= INSTRUCTIONS TO FOLLOW =
List each line of the data that holds the word "abdomen".

[Natural-language object grounding data]
* * * * * * * * *

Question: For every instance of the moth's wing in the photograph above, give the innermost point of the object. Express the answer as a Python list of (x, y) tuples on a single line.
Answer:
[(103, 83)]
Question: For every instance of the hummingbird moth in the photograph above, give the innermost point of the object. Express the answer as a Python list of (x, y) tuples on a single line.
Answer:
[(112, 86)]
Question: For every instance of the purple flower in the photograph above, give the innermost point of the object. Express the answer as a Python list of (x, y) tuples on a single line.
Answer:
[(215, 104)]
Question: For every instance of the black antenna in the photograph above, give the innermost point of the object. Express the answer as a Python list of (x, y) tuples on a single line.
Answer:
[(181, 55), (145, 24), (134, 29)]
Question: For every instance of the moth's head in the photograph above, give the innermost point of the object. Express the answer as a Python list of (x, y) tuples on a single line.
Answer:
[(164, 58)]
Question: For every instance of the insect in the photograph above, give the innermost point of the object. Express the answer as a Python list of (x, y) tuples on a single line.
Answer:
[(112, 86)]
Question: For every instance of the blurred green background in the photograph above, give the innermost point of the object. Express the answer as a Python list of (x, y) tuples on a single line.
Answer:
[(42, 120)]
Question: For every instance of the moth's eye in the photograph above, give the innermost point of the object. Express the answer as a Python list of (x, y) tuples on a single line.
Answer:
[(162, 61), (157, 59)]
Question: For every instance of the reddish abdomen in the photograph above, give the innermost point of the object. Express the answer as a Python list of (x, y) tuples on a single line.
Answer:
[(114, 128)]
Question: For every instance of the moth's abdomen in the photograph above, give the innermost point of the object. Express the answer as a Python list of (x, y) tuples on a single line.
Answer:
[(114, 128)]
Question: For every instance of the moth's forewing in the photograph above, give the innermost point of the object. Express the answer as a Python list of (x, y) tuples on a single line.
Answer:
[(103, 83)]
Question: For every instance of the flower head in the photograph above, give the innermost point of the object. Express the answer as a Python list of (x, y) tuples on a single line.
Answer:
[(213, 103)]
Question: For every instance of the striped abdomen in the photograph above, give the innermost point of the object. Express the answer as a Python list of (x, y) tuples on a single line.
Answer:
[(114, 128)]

* * * * * * * * *

= TASK RESPONSE =
Question: For every instance of the reddish abdomen in the photograph above, give the innermost point of the object. Express the answer as a Python list of (x, y) tuples on a single line.
Question: For every instance of the moth's abdomen in the photograph above, give the innermost point of the object. Express the answer as a Python list of (x, y) tuples on a single line.
Question: For every instance of the striped abdomen in the photograph above, give the innermost point of the object. Express the answer as a Python list of (x, y) tuples on a single line.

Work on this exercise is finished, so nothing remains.